(Exercise materials)
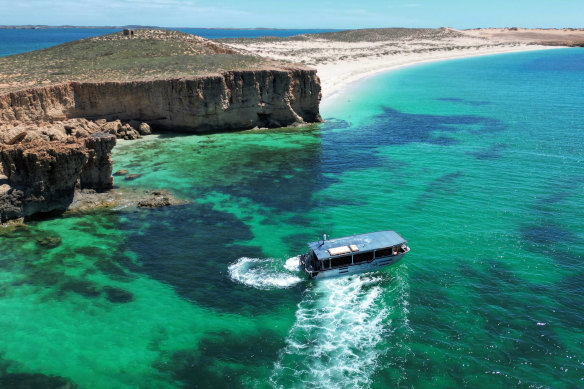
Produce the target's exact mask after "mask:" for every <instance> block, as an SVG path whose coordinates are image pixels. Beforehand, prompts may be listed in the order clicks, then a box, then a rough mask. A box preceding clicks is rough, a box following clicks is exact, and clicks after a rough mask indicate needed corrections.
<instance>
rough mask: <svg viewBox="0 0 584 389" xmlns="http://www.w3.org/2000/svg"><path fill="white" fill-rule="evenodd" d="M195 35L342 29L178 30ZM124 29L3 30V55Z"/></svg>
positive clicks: (52, 29) (291, 35)
mask: <svg viewBox="0 0 584 389" xmlns="http://www.w3.org/2000/svg"><path fill="white" fill-rule="evenodd" d="M176 30H179V31H183V32H186V33H189V34H195V35H199V36H202V37H203V38H207V39H221V38H258V37H262V36H276V37H288V36H293V35H300V34H316V33H321V32H332V31H339V30H324V29H306V30H276V29H274V30H271V29H206V28H185V29H176ZM116 31H121V29H108V28H51V29H15V30H12V29H0V57H1V56H6V55H11V54H19V53H24V52H27V51H32V50H39V49H45V48H47V47H50V46H54V45H58V44H61V43H65V42H70V41H75V40H78V39H83V38H89V37H94V36H98V35H103V34H111V33H113V32H116Z"/></svg>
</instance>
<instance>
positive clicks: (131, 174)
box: [124, 174, 141, 181]
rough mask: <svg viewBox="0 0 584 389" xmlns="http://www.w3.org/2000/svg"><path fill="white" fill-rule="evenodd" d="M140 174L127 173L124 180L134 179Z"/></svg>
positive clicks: (139, 176) (131, 179)
mask: <svg viewBox="0 0 584 389" xmlns="http://www.w3.org/2000/svg"><path fill="white" fill-rule="evenodd" d="M140 176H141V174H128V175H127V176H126V177H125V178H124V180H126V181H131V180H135V179H136V178H138V177H140Z"/></svg>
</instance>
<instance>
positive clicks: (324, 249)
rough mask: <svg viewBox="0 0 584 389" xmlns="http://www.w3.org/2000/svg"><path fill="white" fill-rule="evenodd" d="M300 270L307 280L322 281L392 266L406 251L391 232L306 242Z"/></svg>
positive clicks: (401, 240)
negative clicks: (321, 280)
mask: <svg viewBox="0 0 584 389" xmlns="http://www.w3.org/2000/svg"><path fill="white" fill-rule="evenodd" d="M308 247H309V248H310V250H309V251H308V253H306V254H303V255H301V256H300V268H301V269H303V270H304V271H305V272H306V273H308V275H309V276H310V277H311V278H315V279H322V278H329V277H338V276H342V275H348V274H356V273H362V272H368V271H375V270H379V269H381V268H383V267H385V266H389V265H393V264H395V263H397V262H399V260H400V259H401V258H402V257H403V256H404V254H406V253H407V252H409V251H410V248H409V247H408V242H407V241H406V240H405V239H404V238H403V237H402V236H401V235H400V234H398V233H397V232H395V231H377V232H370V233H367V234H359V235H351V236H345V237H343V238H336V239H330V240H327V238H326V235H324V236H323V238H322V240H320V241H317V242H310V243H308Z"/></svg>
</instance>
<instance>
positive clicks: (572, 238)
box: [521, 222, 578, 251]
mask: <svg viewBox="0 0 584 389" xmlns="http://www.w3.org/2000/svg"><path fill="white" fill-rule="evenodd" d="M521 237H522V239H523V240H525V241H527V242H531V243H532V245H533V246H535V247H541V246H545V247H541V248H545V250H546V251H548V250H549V249H550V246H549V245H553V244H557V243H568V244H569V243H574V242H576V241H577V239H578V238H577V236H576V235H575V234H574V233H573V232H571V231H568V230H566V229H564V228H563V227H562V226H560V225H558V224H556V223H554V222H549V223H545V224H540V225H537V226H525V227H523V228H521Z"/></svg>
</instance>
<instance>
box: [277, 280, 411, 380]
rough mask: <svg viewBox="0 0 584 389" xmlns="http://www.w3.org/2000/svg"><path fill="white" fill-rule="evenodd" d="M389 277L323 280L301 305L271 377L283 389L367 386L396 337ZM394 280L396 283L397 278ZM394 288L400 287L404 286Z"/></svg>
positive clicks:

(Task goal)
Only the lines from the beginning of the records through the line bearing "35L342 29L178 30ZM124" belong in the answer, copied word for word with pictures left out.

(Task result)
Produce the target's exact mask after "mask:" for every <instance> block, as an SVG path whose coordinates are image pixels. Beforehand, prompts may be listed in the order clicks, then a box, then a rough mask. A box preceding clicks is rough, a box following clicks is exact, and clicks after a rough mask indicate needed corrections.
<instance>
rough mask: <svg viewBox="0 0 584 389" xmlns="http://www.w3.org/2000/svg"><path fill="white" fill-rule="evenodd" d="M195 35L342 29L178 30ZM124 29L3 30V55Z"/></svg>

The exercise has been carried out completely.